### Angezeigter Text:

Skandal um illegale Beimischungen in der Türkei

Was Kritiker in der Türkei schon lang befürchtet hatten, ist nun eingetreten. Verzweifelte Patienten bestürmen Krankenhäuser, Lebensmittelämter beschlagnahmen tonnenweise Fleischwaren, Polizei und Staatsanwaltschaft veranstalten Razzien gegen illegale Schweinefarmen, die Wasserwerke sind im Alarmzustand, und die Regierung bringt im Eilverfahren neue Kontrollgesetze auf den Weg. In der Türkei hat sich ein landesweiter Skandal entfaltet, nachdem in der vergangenen Woche hunderte Menschen in der Westtürkei an einer Infektion erkrankten, die fast ausschließlich über Schweinefleisch übertragen wird. Trotz des strikten Verbots von Schweinefleisch im Islam, das auch weniger fromme Moslems befolgen, wird vielen Fleischwaren in der Türkei heimlich billiges Schwein beigemischt. Meist stammt es aus illegalen und daher unbeaufsichtigten Aufzuchten.

Der Skandal brach los, als die Krankenhäuser in Izmir letzte Woche einen Ansturm von Patienten zu bewältigen hatten, die an Trichinellose erkrankt waren. Diese Infektion ist in der Türkei seit einem halben Jahrhundert nicht mehr aufgetaucht, weil sie vornehmlich durch den Verzehr von Schweinefleisch übertragen wird. Die verwunderten Ärzte alarmierten das Lebensmittelamt, das daraufhin Stichproben bei Imbissbuden, Metzgern und Marktverkaufsständen machte. Das Ergebnis: In vielen Proben waren den Köfte-Fleischbällchen, dem Hackfleisch, dem Döner und den Wurstwaren kräftige Portionen von Schweine- und auch Pferdefleisch beigemischt.

### Fragen zum Material:
- a) Nenne alle Fleischwaren, in denen der Text über den Fleischskandal in der Türkei beigemischtes Schweine- und Pferdefleisch nennt.
- b) Setze bitte den Text über den Fleischskandal in der Türkei nach seinem letzten Satz fort.

### Bereitgestellte Datensätze:
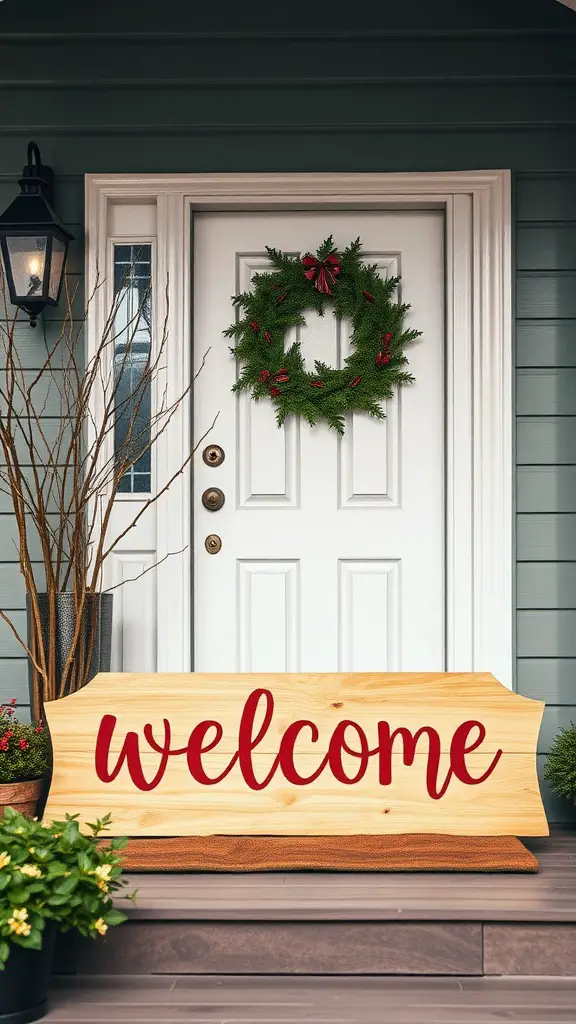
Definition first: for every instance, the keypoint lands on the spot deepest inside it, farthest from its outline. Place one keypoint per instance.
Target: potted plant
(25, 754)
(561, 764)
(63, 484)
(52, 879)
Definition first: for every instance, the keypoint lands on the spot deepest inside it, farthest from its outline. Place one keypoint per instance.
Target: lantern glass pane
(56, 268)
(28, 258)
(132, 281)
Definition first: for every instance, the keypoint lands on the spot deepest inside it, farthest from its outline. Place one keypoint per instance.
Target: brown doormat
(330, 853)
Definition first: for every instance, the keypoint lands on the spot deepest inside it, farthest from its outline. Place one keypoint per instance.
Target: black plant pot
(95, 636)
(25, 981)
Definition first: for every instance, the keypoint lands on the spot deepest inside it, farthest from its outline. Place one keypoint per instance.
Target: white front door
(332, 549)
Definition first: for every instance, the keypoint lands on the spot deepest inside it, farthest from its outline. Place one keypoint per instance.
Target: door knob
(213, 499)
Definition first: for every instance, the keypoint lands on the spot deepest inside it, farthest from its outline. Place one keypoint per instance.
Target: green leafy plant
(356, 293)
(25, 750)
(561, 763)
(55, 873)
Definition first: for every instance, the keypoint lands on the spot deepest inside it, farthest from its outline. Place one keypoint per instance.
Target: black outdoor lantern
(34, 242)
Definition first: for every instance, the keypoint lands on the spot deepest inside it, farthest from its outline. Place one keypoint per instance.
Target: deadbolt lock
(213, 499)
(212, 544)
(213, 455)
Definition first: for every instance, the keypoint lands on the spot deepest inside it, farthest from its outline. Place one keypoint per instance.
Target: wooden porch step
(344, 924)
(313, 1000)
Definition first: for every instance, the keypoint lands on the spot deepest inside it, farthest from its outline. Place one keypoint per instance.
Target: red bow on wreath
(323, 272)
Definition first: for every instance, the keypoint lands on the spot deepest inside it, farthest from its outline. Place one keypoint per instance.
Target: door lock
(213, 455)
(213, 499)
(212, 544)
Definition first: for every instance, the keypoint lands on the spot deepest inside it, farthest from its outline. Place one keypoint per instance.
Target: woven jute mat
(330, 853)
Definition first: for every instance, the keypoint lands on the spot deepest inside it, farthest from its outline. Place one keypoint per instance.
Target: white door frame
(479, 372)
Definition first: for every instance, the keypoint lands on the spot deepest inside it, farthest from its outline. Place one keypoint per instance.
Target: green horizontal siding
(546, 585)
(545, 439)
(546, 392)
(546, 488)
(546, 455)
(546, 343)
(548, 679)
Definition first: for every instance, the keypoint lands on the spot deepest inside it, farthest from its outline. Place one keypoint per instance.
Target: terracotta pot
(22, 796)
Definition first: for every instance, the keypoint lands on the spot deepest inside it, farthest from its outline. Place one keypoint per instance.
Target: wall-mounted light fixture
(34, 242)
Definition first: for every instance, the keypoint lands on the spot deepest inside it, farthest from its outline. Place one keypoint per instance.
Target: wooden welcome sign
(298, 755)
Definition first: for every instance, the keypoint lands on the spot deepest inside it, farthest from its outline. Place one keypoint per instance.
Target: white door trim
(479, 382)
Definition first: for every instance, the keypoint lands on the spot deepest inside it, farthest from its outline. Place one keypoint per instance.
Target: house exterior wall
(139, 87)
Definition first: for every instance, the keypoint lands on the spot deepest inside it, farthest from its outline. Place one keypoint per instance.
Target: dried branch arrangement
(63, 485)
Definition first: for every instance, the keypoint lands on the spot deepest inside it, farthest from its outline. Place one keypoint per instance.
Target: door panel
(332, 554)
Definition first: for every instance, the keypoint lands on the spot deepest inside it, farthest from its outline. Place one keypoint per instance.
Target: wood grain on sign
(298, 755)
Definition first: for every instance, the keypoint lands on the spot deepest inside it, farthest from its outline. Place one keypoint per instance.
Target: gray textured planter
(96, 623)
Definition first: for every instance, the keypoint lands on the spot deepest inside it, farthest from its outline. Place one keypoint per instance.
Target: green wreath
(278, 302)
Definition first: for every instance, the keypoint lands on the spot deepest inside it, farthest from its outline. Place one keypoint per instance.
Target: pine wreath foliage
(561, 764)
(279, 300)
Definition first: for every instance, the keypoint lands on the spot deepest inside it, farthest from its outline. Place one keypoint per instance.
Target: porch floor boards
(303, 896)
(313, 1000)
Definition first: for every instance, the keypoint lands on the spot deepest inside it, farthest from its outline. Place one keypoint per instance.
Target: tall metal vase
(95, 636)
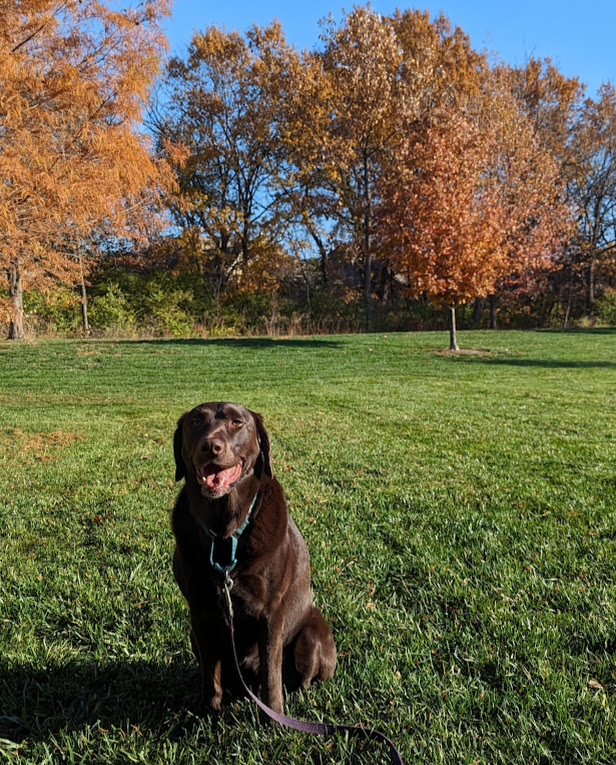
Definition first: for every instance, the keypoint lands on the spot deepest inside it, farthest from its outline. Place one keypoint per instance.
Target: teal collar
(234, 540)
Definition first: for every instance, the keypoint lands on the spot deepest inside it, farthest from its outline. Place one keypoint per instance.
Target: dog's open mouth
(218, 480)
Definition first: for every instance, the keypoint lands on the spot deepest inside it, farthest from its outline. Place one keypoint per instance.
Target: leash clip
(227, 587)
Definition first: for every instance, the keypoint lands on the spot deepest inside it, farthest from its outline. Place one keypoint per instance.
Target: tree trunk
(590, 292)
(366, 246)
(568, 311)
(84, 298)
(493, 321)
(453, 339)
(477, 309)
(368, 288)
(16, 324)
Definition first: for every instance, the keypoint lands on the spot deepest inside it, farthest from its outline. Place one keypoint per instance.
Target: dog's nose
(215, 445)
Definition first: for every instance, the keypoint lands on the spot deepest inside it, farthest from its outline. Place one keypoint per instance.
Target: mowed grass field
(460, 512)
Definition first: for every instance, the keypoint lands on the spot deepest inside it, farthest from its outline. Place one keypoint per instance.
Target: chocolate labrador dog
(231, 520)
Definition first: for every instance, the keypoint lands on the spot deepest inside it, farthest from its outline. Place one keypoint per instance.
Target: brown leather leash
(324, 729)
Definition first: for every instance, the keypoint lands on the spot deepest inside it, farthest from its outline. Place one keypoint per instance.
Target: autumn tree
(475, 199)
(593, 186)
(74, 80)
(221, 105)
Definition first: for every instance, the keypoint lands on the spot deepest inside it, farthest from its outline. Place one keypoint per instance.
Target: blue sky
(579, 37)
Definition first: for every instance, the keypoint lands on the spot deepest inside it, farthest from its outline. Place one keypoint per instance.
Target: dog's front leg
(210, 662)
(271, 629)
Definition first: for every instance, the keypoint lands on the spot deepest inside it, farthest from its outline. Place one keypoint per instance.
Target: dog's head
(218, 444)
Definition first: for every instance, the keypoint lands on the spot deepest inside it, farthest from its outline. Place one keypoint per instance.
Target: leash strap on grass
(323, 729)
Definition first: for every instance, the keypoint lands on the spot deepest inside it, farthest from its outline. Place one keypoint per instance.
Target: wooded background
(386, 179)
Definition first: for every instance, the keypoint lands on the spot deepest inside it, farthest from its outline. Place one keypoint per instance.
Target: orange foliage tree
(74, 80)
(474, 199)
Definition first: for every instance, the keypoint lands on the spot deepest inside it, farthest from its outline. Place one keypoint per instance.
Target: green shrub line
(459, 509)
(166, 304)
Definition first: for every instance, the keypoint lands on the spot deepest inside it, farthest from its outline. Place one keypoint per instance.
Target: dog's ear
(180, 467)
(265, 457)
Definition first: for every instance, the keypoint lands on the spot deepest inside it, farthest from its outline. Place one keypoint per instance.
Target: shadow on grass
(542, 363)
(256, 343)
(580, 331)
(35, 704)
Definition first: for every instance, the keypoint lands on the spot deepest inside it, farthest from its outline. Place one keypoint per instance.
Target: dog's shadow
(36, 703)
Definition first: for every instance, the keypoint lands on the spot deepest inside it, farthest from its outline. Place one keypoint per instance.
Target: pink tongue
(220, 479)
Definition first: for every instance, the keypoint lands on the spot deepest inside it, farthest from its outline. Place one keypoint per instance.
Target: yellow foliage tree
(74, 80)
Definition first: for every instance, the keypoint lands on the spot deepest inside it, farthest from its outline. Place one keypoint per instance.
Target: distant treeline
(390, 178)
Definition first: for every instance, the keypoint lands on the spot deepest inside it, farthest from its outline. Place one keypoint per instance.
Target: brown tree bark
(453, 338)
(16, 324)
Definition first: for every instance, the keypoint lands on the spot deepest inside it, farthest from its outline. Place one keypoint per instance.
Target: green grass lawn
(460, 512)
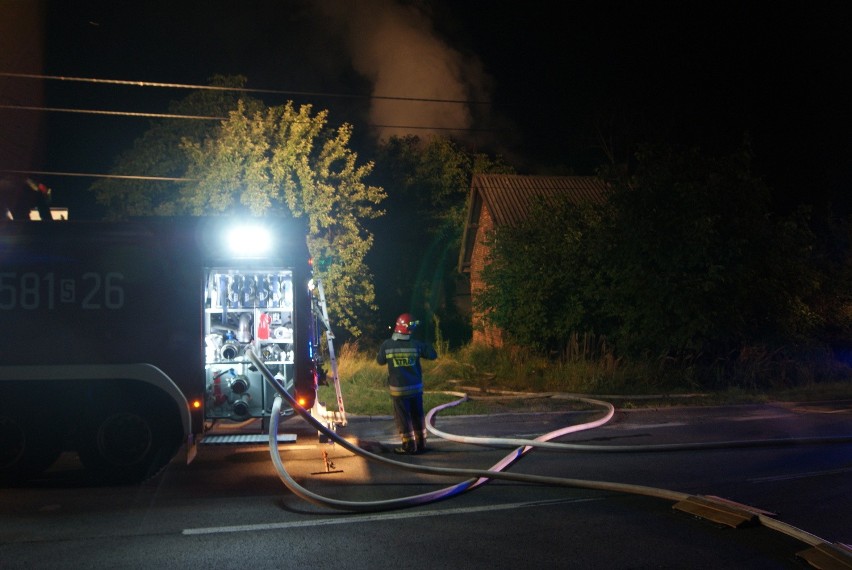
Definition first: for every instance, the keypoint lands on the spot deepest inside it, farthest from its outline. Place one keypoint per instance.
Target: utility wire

### Antwortliste:
- a) Köfte-Fleischbällchen, Hackfleisch, Döner, Wurstwaren

- b)
Das öffentliche Entsetzen ist so groß, dass die Gesundheitsbehörden eine Hotline für die besorgte Bevölkerung schaltete. Die Lebensmittelämter ließen die Fleischwaren von allen beanstandeten Verkaufsstellen einsammeln und vernichten. Hunderte Tonnen illegalen Schweinefleisches beschlagnahmten die Behörden bei Razzien. Metzger und Verkäufer wurden reihenweise festgenommen. Mitten in der Millionenstadt Istanbul fanden die Gesundheitsbehörden eine Schweinefarm mit rund 5000 Tieren – auf einem Hof, der eine Genehmigung zur Haltung von zehn Tieren hatte. Eine Schlachtgenehmigung hatte der Hof nicht.

Außerdem hatten die Schlächter den Schweinekot und die Schlachtabfälle in den Zulauf zu einem Stausee geworfen, aus dem das Trinkwasser für die Metropole kommt. Die Kläranlagen würden zwar damit fertig, erklärten die Istanbuler Wasserwerke, anders verhalte es sich aber mit den Fischen im Stausee, mit dem Vieh, das davon getränkt werde, und mit den Feldern, die daraus bewässert würden – von diesen Übertragungswegen würden ernsthafte gesundheitliche Gefahren für die Öffentlichkeit ausgehen.

Illegale Farmen

Wie viele illegale Schweinefarmen es imLand gibt, will nun die Opposition von der Regierung wissen – doch die muss passen. Nur zehn Schweinefarmen sind dem Statistischen Zentralamt bekannt. Sie produzieren offiziell das wenige Schweinefleisch, das Ausländer oder Angehörige religiöser Minderheiten konsumieren. Die Zeitschrift „Aksiyon" spürte bei einer Recherche auf Anhieb 20 Schweinefarmen in allen Teilen des Landes auf. Doch die Dunkelziffer dürfte weit höher liegen. „Jeder von uns hat wohl schon unwissentlich ein ganzes Schwein verspeist", sagt der Journalist Resit Haylamaz, der ein Buch „Schweinische Wirklichkeit in der Türkei" verfasste. Bisher mochte das kaum jemand glauben, doch das hat sich nun geändert. Nach einer Krisenberatung im Kabinett brachte die Regierung in dieser Woche ein Gesetz ins Parlament, mit dem alle Schweine ihrer Kontrolle unterstellt werden.